WRITTEN PROBLEM A: In the dollar article, what two-month high did the US dollar index reach last week?
════════
Title: Dollar Trend Expected to be Limited ahead of Powell’s Jackson Hole Speech

In the early Asian market trading on August 23, the US dollar index remained within a narrow range, currently trading around 103.56. On Tuesday, the dollar index climbed near a two-month high and was up 0.26% at 103.60. However, traders anticipate the trend to be limited as they await Federal Reserve Chairman Jerome Powell’s speech at the Jackson Hole seminar later this week.

The US dollar index reached a two-month high of 103.68 last week, driven by concerns over the Asian economy and bets on higher US interest rates. Ahead of Powell’s speech, it is expected that currency markets will show limited movement as traders prefer not to take big positions.

Helen Given, a currency trader at Monex USA, stated, “Powell’s speech will be closely watched. I don’t think the dollar will make any big moves before the seminar; no one wants to bet on the wrong side of the market.”
════════
WRITTEN PROBLEM B: Quote the stretch of the entries from the line containing "Find the <item>utility" through the line containing "481 187 L 445", both of those lines included.

SUPPLIED ENTRIES:
════════
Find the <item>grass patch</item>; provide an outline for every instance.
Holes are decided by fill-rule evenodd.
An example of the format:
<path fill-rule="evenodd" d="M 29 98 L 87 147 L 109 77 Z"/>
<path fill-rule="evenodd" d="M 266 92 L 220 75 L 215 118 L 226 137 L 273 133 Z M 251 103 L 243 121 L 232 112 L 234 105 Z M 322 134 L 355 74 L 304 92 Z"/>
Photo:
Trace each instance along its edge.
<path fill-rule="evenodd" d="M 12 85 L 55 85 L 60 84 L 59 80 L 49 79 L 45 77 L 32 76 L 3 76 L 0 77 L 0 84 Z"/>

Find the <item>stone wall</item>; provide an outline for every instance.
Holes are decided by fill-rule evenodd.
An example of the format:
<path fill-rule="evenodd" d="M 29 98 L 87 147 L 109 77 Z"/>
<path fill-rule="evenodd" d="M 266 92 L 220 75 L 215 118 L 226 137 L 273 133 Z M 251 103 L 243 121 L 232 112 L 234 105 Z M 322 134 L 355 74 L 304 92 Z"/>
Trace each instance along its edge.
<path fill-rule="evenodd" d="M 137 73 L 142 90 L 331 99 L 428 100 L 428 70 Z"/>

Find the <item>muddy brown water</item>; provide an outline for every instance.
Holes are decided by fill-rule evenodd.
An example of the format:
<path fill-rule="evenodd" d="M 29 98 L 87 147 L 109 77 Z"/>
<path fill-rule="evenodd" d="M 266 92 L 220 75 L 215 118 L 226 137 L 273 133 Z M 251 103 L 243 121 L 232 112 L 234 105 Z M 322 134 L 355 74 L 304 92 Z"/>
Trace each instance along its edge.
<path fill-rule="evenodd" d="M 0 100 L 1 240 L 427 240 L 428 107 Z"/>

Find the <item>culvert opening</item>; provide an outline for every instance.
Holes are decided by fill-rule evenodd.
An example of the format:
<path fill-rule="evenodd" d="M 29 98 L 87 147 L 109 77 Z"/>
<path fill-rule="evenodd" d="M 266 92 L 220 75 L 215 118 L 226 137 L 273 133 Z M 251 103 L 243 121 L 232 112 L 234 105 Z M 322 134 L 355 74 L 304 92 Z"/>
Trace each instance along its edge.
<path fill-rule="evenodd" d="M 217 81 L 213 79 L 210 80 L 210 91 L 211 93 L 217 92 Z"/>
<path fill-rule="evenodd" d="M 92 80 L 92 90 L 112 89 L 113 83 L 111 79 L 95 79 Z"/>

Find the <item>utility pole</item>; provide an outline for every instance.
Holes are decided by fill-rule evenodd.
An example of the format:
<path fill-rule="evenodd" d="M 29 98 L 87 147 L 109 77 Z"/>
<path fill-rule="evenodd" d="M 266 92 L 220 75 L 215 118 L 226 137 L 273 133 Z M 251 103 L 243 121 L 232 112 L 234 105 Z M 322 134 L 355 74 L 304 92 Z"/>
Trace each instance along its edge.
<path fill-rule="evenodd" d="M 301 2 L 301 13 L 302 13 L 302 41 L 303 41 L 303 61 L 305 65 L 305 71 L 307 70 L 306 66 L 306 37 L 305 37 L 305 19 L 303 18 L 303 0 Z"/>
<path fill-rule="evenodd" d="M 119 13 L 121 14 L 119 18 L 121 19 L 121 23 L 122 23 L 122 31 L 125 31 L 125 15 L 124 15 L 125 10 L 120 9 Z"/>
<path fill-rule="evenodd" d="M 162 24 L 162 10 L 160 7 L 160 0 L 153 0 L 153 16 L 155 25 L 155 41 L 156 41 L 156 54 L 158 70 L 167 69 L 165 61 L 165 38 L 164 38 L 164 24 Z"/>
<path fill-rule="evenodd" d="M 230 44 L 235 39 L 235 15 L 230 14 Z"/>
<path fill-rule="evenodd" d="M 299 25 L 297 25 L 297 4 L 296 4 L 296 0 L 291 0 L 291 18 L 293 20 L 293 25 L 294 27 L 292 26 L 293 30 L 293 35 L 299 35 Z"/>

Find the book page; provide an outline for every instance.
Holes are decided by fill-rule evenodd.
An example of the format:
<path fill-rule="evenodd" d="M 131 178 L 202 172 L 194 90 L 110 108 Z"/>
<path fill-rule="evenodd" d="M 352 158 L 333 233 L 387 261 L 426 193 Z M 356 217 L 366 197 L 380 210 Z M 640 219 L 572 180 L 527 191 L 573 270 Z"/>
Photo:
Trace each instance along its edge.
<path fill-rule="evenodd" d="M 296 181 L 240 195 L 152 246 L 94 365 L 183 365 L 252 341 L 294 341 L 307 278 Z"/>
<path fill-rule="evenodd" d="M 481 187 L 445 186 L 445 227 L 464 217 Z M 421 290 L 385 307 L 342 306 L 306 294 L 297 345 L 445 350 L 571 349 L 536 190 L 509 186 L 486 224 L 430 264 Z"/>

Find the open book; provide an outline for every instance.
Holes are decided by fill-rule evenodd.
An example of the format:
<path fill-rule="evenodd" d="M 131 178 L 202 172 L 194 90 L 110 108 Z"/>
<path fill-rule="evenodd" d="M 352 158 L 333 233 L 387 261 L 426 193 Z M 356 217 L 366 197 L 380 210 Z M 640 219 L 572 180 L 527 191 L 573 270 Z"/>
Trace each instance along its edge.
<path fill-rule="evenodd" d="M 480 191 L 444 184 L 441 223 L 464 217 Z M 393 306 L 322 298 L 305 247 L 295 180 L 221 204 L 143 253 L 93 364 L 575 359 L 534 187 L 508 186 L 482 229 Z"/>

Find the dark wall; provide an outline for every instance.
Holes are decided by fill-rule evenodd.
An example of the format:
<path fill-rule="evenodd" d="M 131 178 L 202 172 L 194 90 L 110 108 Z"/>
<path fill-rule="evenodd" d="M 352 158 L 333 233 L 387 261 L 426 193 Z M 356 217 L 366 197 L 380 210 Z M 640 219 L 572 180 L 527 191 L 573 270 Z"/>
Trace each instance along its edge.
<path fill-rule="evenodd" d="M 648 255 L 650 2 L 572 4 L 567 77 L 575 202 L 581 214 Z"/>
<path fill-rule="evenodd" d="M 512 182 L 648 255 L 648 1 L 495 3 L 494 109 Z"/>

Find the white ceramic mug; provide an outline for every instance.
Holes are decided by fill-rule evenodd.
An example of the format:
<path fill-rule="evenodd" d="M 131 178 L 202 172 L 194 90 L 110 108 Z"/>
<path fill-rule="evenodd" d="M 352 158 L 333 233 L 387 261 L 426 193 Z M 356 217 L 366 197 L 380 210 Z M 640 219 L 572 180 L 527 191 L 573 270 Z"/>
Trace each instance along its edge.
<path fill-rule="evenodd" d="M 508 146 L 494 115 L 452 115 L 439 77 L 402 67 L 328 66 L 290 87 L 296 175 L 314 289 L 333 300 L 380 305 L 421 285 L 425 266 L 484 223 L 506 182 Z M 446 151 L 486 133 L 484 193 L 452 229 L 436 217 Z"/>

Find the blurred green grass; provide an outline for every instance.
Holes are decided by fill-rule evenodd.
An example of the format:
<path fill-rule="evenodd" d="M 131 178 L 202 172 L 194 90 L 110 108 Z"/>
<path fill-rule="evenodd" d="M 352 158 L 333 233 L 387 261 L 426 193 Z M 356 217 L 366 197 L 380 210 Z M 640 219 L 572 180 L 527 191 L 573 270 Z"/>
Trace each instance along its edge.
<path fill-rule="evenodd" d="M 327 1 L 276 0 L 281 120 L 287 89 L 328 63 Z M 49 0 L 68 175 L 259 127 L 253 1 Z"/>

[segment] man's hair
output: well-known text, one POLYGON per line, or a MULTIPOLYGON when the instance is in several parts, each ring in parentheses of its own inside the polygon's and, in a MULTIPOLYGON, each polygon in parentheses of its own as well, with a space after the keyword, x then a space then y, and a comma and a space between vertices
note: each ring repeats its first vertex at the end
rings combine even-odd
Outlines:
════════
COMPLETE RESPONSE A: 103.68

COMPLETE RESPONSE B:
Find the <item>utility pole</item>; provide an outline for every instance.
Holes are decided by fill-rule evenodd.
An example of the format:
<path fill-rule="evenodd" d="M 29 98 L 87 147 L 109 77 Z"/>
<path fill-rule="evenodd" d="M 266 92 L 220 75 L 215 118 L 226 137 L 273 133 Z M 251 103 L 243 121 L 232 112 L 234 105 Z M 322 134 L 355 74 L 304 92 Z"/>
Trace each instance along its edge.
<path fill-rule="evenodd" d="M 301 2 L 301 13 L 302 13 L 302 41 L 303 41 L 303 61 L 305 65 L 305 71 L 307 70 L 306 66 L 306 37 L 305 37 L 305 19 L 303 18 L 303 0 Z"/>
<path fill-rule="evenodd" d="M 119 13 L 121 14 L 119 18 L 121 19 L 121 23 L 122 23 L 122 31 L 125 31 L 125 15 L 124 15 L 125 10 L 120 9 Z"/>
<path fill-rule="evenodd" d="M 162 24 L 162 10 L 160 7 L 160 0 L 153 0 L 153 16 L 155 25 L 155 41 L 156 41 L 156 54 L 158 70 L 167 69 L 165 61 L 165 38 L 164 38 L 164 24 Z"/>
<path fill-rule="evenodd" d="M 230 44 L 235 39 L 235 15 L 230 14 Z"/>
<path fill-rule="evenodd" d="M 299 25 L 297 25 L 297 4 L 296 4 L 296 0 L 291 0 L 291 18 L 293 20 L 293 25 L 294 27 L 292 26 L 293 30 L 293 35 L 299 35 Z"/>

Find the book page; provide an outline for every instance.
Holes are decided by fill-rule evenodd.
An example of the format:
<path fill-rule="evenodd" d="M 131 178 L 202 172 L 194 90 L 110 108 Z"/>
<path fill-rule="evenodd" d="M 352 158 L 333 233 L 387 261 L 426 193 Z M 356 217 L 366 197 L 380 210 Z M 640 219 L 572 180 L 527 191 L 573 270 Z"/>
Photo:
Trace each instance along its edge.
<path fill-rule="evenodd" d="M 296 181 L 240 195 L 152 246 L 94 365 L 183 365 L 252 341 L 294 341 L 307 278 Z"/>
<path fill-rule="evenodd" d="M 481 187 L 445 186 L 445 227 L 464 217 Z M 421 290 L 385 307 L 342 306 L 306 294 L 297 345 L 445 350 L 571 349 L 536 190 L 509 186 L 486 224 L 430 264 Z"/>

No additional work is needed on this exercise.